ACTION ITEM: An exact copy of the entries below is needed, with every picture left out.

MATERIAL SUPPLIED:
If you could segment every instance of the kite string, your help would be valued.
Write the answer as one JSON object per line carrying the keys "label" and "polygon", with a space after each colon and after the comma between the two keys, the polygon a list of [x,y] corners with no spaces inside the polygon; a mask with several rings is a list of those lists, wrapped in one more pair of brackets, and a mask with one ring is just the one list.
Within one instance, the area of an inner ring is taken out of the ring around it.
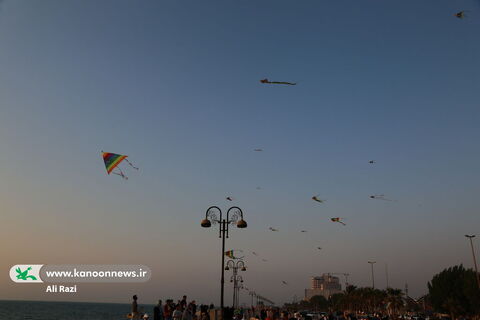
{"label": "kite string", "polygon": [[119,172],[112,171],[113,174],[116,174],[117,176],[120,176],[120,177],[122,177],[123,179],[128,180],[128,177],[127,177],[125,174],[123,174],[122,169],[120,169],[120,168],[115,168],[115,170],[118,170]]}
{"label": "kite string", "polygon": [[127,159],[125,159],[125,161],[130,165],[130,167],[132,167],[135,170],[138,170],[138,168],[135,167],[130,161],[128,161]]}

RESULT FOR THIS TASK:
If you could segment every instance of the kite string, your help would be valued.
Write the answer as one JSON object per line carrying the keys "label" and "polygon", with a space after each colon and after the comma between the two keys, the polygon a list of [x,y] corners with no spaces inside the polygon; a mask with several rings is a list of those lists, wrapped in one more pair of brackets, and a mask with one ring is just the one list.
Within one instance, the area of an inner ring is taken out of the ring around it.
{"label": "kite string", "polygon": [[119,172],[112,171],[113,174],[116,174],[117,176],[120,176],[120,177],[122,177],[123,179],[128,180],[128,177],[127,177],[125,174],[123,174],[122,169],[120,169],[120,168],[115,168],[115,170],[118,170]]}
{"label": "kite string", "polygon": [[127,159],[125,159],[125,161],[130,165],[130,167],[132,167],[135,170],[138,170],[138,168],[135,167],[130,161],[128,161]]}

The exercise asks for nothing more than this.